Strategies: Governments Malfunction and the Markets Place Their Bets

The colossal disarray over the British government’s plans to leave the European Union comes at an awkward moment for global financial markets.

How can anyone in New York hope to make sense of the mess in London when the government in Washington is partially shut down, with no chance of reopening in sight?

Yet financial markets put a price on just about anything, and they don’t stop functioning when governments do. Bets on “Brexit” — Britain’s exit from the European Union — and on the government shutdown in this country are proceeding, regardless.

Whether these bets are humane or prudent is another question. But the shifting odds on Brexit have moved stock, bond and foreign exchange markets, especially in the past two weeks, as the government of Prime Minister Theresa May has flirted with disaster. As of Friday, at least, the markets had treated the shutdown in Washington as a minor event, though that could change at a moment’s notice.

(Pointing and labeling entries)
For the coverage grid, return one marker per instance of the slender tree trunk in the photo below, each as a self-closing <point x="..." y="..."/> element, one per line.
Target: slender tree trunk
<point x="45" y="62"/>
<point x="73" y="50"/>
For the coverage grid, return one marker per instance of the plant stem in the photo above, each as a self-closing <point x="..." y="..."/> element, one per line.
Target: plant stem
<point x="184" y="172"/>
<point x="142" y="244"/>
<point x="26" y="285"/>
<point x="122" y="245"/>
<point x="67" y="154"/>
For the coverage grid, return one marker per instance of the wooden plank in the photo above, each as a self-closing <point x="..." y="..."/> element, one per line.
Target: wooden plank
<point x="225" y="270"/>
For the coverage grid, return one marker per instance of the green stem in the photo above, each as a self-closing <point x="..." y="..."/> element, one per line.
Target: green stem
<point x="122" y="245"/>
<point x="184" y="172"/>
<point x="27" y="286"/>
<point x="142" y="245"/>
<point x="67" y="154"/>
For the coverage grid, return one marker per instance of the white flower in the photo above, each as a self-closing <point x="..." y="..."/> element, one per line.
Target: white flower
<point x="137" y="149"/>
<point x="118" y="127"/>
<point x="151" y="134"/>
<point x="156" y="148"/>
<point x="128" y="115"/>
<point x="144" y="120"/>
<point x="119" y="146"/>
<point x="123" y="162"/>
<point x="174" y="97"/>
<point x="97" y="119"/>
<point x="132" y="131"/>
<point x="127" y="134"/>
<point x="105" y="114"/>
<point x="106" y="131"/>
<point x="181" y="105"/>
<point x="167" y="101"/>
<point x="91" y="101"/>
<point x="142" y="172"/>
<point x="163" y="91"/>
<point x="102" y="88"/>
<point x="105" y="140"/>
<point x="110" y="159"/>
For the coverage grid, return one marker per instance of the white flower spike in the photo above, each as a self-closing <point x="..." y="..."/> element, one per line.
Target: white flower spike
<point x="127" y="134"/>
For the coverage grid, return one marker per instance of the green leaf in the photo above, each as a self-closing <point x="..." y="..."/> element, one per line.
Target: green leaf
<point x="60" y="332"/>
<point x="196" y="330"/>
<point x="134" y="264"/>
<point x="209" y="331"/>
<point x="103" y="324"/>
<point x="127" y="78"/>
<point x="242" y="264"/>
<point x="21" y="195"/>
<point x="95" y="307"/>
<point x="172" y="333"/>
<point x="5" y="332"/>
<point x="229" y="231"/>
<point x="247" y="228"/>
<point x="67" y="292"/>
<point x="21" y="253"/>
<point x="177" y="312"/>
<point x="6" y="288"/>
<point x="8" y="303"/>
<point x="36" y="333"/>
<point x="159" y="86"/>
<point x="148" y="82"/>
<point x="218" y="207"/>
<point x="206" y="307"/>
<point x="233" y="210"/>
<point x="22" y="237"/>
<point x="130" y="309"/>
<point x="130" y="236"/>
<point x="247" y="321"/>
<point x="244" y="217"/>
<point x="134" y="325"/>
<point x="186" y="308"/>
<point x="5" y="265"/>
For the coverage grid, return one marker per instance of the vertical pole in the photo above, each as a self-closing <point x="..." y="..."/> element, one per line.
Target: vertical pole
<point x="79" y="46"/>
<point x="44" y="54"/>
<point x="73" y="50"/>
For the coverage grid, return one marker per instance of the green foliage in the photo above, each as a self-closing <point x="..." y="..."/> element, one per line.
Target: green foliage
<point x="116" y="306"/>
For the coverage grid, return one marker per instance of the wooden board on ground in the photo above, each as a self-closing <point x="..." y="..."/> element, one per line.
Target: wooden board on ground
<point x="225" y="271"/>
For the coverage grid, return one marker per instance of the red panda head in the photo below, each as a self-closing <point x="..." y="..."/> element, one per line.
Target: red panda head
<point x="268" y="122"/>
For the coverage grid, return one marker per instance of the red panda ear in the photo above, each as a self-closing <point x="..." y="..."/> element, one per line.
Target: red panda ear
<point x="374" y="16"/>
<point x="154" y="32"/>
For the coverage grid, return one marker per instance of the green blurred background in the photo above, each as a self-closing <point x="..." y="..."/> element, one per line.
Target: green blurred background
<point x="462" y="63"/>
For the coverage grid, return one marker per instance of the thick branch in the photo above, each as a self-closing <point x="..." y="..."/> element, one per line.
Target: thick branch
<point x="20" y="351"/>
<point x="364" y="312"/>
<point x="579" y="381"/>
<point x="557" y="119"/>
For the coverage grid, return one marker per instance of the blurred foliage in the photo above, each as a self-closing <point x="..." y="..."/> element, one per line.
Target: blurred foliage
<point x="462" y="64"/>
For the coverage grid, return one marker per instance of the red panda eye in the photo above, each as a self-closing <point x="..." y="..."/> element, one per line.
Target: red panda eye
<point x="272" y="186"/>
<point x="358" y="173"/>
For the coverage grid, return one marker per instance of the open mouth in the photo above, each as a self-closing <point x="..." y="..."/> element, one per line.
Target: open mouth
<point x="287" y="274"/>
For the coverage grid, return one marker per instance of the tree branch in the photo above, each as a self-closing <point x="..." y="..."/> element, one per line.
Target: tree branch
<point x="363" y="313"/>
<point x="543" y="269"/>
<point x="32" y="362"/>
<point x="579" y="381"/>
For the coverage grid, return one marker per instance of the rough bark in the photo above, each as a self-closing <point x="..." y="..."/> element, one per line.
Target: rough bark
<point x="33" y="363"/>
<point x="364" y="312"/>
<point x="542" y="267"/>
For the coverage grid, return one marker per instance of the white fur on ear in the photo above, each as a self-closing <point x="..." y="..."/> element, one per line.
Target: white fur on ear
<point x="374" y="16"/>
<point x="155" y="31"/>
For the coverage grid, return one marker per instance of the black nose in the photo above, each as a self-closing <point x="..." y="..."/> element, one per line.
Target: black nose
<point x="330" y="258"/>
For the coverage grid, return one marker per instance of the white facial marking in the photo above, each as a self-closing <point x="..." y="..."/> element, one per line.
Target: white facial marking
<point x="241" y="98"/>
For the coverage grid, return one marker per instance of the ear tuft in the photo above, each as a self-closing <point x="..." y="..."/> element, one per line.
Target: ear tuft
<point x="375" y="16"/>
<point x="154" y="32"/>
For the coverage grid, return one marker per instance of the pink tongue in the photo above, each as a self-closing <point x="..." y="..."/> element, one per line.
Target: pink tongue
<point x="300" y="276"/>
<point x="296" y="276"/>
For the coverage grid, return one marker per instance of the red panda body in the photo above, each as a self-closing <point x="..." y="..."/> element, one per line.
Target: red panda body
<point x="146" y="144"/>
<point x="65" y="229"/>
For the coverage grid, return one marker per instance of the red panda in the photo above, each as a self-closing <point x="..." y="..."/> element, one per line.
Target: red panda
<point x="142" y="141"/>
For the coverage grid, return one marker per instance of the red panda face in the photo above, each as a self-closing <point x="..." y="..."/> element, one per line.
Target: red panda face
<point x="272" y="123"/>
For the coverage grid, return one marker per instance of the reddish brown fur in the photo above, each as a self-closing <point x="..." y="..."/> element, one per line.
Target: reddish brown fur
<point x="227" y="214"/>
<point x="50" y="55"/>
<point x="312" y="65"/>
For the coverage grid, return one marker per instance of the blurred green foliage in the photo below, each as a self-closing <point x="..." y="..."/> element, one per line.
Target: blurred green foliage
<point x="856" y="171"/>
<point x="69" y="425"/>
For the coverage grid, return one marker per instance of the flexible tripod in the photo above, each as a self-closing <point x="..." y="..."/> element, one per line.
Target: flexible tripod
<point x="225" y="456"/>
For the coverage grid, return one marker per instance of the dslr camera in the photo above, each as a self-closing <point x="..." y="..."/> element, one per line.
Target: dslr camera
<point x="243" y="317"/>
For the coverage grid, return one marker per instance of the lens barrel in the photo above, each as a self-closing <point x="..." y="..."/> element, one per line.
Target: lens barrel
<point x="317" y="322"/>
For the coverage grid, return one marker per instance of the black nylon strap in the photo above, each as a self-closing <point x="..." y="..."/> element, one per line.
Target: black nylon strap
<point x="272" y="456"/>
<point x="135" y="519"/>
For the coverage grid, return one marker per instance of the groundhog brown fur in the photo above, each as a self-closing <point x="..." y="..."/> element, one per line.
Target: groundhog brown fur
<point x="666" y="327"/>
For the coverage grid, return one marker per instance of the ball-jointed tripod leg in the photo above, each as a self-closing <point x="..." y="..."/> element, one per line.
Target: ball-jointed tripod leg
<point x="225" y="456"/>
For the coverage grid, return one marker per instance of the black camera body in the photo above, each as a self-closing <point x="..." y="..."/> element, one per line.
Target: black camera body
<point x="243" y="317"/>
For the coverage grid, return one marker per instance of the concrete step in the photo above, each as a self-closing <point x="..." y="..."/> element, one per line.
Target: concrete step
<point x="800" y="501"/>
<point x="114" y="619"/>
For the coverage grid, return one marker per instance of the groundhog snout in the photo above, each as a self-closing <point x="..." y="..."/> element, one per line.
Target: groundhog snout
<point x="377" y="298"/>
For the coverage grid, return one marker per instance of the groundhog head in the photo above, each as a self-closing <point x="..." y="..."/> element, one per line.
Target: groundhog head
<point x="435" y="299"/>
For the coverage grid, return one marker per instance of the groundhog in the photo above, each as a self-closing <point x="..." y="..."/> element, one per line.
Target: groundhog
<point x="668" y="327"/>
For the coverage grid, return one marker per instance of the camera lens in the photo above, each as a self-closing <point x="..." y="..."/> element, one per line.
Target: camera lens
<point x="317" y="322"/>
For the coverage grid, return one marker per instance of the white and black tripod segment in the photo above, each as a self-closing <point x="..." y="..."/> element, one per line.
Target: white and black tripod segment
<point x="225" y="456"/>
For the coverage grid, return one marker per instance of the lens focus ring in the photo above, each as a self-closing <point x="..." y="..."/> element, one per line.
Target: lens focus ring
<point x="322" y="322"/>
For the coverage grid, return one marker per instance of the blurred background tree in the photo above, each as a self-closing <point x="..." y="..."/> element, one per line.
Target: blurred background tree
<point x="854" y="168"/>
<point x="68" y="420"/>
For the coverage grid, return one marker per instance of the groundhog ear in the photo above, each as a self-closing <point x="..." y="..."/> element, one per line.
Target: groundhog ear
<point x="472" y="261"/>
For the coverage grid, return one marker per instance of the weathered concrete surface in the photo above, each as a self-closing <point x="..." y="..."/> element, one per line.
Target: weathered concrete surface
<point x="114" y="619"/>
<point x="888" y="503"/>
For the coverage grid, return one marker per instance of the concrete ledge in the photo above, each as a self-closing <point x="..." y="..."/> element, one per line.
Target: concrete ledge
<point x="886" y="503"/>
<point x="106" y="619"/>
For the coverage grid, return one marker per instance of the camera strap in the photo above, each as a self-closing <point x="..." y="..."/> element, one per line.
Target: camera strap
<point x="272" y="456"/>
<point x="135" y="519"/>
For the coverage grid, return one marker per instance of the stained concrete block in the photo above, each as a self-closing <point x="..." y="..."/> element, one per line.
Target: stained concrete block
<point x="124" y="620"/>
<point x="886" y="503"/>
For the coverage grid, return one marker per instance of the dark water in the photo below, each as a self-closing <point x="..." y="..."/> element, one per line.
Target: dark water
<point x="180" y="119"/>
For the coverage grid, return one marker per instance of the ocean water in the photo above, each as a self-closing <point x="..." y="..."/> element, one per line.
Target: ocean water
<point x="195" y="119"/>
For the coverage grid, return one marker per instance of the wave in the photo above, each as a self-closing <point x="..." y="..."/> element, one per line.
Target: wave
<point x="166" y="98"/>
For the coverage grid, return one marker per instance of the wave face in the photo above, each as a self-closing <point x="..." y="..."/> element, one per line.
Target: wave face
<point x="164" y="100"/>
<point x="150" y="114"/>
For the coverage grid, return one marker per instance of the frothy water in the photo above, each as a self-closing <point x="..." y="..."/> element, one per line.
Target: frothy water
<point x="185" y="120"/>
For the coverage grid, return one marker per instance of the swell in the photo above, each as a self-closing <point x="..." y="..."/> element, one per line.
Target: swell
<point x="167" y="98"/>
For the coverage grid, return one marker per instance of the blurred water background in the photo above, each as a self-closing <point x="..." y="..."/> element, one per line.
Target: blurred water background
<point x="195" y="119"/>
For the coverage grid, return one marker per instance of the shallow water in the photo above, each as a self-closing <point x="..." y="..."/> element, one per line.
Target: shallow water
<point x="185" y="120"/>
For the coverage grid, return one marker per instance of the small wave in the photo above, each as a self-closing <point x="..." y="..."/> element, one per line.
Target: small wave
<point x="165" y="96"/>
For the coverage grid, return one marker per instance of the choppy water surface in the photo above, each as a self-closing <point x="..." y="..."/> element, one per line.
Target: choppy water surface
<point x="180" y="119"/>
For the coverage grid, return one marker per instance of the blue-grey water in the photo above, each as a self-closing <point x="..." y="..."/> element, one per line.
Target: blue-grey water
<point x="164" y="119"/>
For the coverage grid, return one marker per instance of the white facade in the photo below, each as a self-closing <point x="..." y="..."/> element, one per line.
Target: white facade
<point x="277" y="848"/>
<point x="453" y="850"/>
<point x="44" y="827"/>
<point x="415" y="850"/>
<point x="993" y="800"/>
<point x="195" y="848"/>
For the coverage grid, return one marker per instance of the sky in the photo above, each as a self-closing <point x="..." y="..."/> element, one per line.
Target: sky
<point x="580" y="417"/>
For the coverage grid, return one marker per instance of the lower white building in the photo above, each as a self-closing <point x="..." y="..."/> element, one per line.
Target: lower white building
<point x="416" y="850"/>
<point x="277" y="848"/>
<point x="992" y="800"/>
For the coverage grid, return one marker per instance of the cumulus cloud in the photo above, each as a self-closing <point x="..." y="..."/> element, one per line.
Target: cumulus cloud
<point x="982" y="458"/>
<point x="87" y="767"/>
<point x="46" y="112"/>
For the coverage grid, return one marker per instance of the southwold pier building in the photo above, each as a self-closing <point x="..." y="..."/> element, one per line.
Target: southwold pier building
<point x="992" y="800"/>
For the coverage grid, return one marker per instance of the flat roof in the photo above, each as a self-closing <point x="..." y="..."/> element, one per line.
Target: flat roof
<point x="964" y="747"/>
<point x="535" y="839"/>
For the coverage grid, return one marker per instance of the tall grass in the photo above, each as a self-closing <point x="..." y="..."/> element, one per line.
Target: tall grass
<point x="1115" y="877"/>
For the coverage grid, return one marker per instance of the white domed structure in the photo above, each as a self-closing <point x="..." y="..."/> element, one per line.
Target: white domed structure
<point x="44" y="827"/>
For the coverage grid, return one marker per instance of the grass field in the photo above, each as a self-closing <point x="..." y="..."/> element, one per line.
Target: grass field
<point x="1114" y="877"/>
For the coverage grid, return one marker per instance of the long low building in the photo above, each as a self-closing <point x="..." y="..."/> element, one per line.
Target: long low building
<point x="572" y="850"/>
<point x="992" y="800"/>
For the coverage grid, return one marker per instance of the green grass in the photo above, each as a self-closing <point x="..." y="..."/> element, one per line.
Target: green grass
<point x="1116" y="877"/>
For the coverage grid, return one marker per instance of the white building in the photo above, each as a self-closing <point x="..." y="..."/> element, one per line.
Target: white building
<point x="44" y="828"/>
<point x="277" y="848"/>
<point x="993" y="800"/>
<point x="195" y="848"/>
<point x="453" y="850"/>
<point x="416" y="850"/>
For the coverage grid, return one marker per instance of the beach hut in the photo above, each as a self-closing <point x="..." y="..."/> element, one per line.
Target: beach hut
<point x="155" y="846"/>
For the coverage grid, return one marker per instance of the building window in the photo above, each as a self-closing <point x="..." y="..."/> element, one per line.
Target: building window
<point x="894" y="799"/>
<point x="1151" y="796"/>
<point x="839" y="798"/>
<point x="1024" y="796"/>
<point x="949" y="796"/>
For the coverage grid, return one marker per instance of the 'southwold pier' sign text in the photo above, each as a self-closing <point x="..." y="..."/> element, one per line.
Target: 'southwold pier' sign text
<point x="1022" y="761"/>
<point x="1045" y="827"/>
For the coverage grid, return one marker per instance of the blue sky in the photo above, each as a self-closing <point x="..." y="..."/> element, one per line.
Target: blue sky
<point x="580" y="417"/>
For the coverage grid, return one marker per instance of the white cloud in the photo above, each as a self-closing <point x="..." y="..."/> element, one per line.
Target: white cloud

# Requirements:
1. Copy everything in the Brexit markets article from "Yet financial markets" down to "a moment’s notice.".
2. Write the next part of the article on markets, Brexit and the shutdown, picking up after its final sentence.
The lines have no role here.

# Answers to the problems:
1.
Yet financial markets put a price on just about anything, and they don’t stop functioning when governments do. Bets on “Brexit” — Britain’s exit from the European Union — and on the government shutdown in this country are proceeding, regardless.

Whether these bets are humane or prudent is another question. But the shifting odds on Brexit have moved stock, bond and foreign exchange markets, especially in the past two weeks, as the government of Prime Minister Theresa May has flirted with disaster. As of Friday, at least, the markets had treated the shutdown in Washington as a minor event, though that could change at a moment’s notice.

2.
But events in London have grabbed strategists’ attention. In a note to clients on Jan. 16, Capital Economics, a research group in London, said it placed a 70 percent probability on this broad outcome: that Britain finds a way to “fudge and delay” its exit from the European Union past the current March 29 deadline.

If that delay becomes certain, or just more likely than it seems now, Capital Economics said, the value of the British pound could be expected to rise. At the same time, British stocks, which have generally lagged behind the S&P 500 since the Brexit referendum in 2016, would probably surge, Capital Economics said.

Abrupt movements in foreign exchange markets have already occurred. The pound fell sharply on Jan. 15, when Parliament dealt Mrs. May a crushing defeat. By the largest margin ever for a major issue, lawmakers rejected the Brexit agreement she had spent months negotiating with the European Union.

But the next day Mrs. May survived a no-confidence vote, not by acclamation but by default: The opposition Labour Party simply could not muster enough votes to defeat her. She has soldiered on, as the Brexit deadline draws ever closer. Not incidentally, the pound has regained some of its lost ground.

March 29 remains a meaningful deadline. One way or another, Britain is scheduled to leave the European Union then. Yet lawmakers and Mrs. May’s government have been unable to agree on a course of action. To continue deliberating about what to do, they would need to ask the bloc for an extension, like a team of unruly students who cannot even agree on a topic as a term-paper deadline approaches.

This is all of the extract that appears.